begin GIVEN TEXT
I think that's harder for him
to move past.

Bill's memories about Frances
are very foggy...

- Mm-hmm.
- And vague...


And there's a lot of half information.

And so I was hoping maybe you
might know stuff or...

Has he mentioned her to you?

Briefly, but yeah, briefly, he has.

Evidently, I think he dated her

and my grandmother
didn't want him to marry her.

Is that what he's told you?

He said something like that, yeah.

I get a sense he really regrets
not marrying her.

- Yes.
- He says he should have

- married her.
- Yes.

And Bill keeps in touch with...

I mean, you know, he has his
little, literally, black book

and he keeps in touch with
a lot of people:

relatives, friends.

He's very, very good about that.

So the fact that he lost touch with her

is kind of interesting to me.

It was curious that Shelly,
who knew Bill so well,

thought it was odd he hadn't
kept in touch with Frances.

And as we kept talking,

the conversation got
even more interesting.

How long has Bill been doing

Bill Gates impersonations?


I guess since he's been on the show.

I mean... what?

I guess since
he's done him for you guys.

To our knowledge,
he's never done any before.

Before "Nathan for You"?

I don't think he's done
any impersonations.

Did he say he has?

He told me he did it professionally

when I first met him.

Oh, I don't know.

To my knowledge, he hasn't, be he...

here again, he could have done something

and I wouldn't know about it.


Bill was even more of an enigma
than I had expected.

It was hard to tell
what was true about him,

and it crossed my mind that
his relationship with Frances

might not be all
that he made it out to be.

If I was gonna continue
dedicating my time

to helping this man,

I needed to know that
he was being honest with me.

What's your favorite nut?


I love peanuts.

Yeah, I like it.

Can I ask you something?

Go ahead.

How long have you been
a Bill Gates impersonator for?


Oh, four years, I think, wasn't it?

Why do you ask that?

When I first met you...

- Yeah.
- You told me

you impersonated Bill Gates
for a living.


did I say for a living?

You do this for a living, right?

- Yes, sir.
- Okay.


Well, that must have been
a misunderstanding.

By you or by me?

Well, you know, between two people

it could be a misunderstanding.

So was it a misunderstanding
or did you lie to me?

[LAUGHS] I never lied to you.

You said you were
a professional Bill Gates.

I don't know where you got that.

It's in the show.

You told me on camera.

Are you exaggerating anything
about this relationship

with Frances that I should know about?

No. No exaggeration.

Everything I've told you is the truth.

You've told me everything?

Well, everything that I can remember,

but if I think of anything else,
I'll let you know.
end GIVEN TEXT
begin SUPPLIED DATA
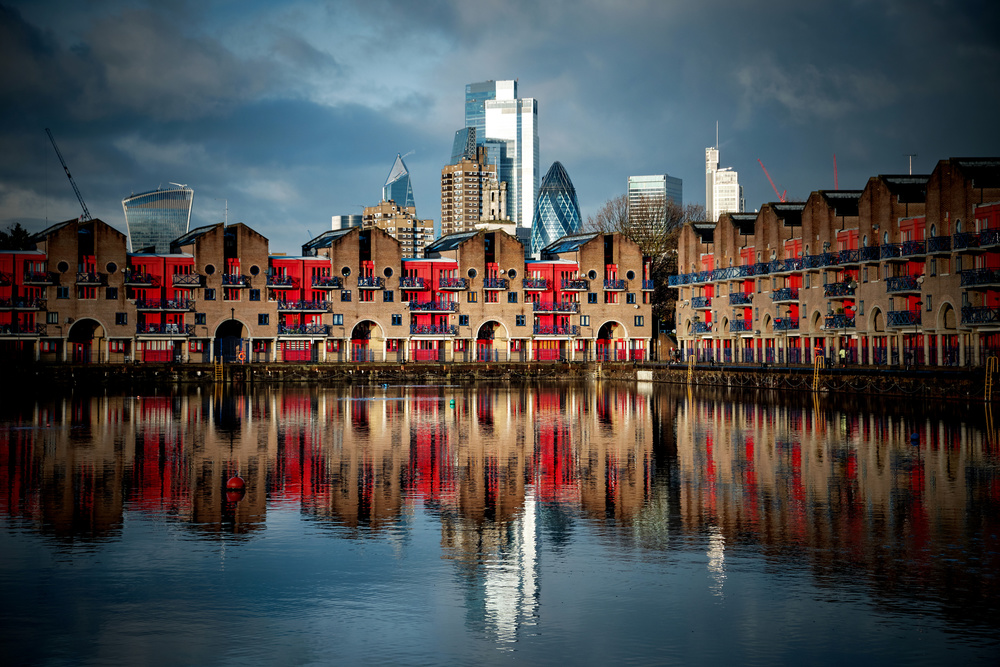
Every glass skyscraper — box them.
end SUPPLIED DATA
- WHAT TO WORK ON -
(1) Check each statement against the conversation about Bill and Frances. Answer yes or no, and quote the words that decide it: (a) Bill owns a black book. (b) Bill says he has been a Bill Gates impersonator for ten years. (c) Bill admits to exaggerating his relationship with Frances.
(2) Write what comes next in the conversation about Bill and Frances, starting after its final line.

- ANSWER SET -
(1)
(a) Yes: "he has his little, literally, black book"
(b) No: "Oh, four years, I think, wasn't it?"
(c) No: "No. No exaggeration."

(2)
You weren't like a stalker
or anything, right?




You think I was... look like a stalker?


It wasn't the most
reassuring conversation.

Bill had an odd way of communicating

that was hard to decipher.

Here I go digging in again.

And as I left that day,

I found it hard to know
what to really believe

about this relationship
from so long ago.

- Her... her name is Frances?
- Yes It's my great grandmother.

Do you know her name before
she got married by any chance?



The next day I got a call from someone

who had seen one of our Frances posters

and thought it might be
his great-grandmother.

Do you know what year she was born?


- She's old, right?
- Oh Yah.

He didn't know many details
about her past,

but before putting us in touch with her,

he asked to meet us
during his lunch break.


Okay, thanks so much. All right.

So I hurried over to Shelly's house

to update Bill on the news.

So a guy named Jake called

because he saw the Frances posters.

His great-grandma's name is Frances.

She has a different last name,

but he doesn't know what her name was.

He thinks that's her?

He doesn't know.



- Jake?
- Yes, sir.

- Hey.
- Hey, how are you?

Hi, how are you?

Nathan. Nice to meet you.

- Bill.
- Nice to meet you.

You don't remember her maiden name?

No. I'm... I'm her great-grandson so,

and she's been married...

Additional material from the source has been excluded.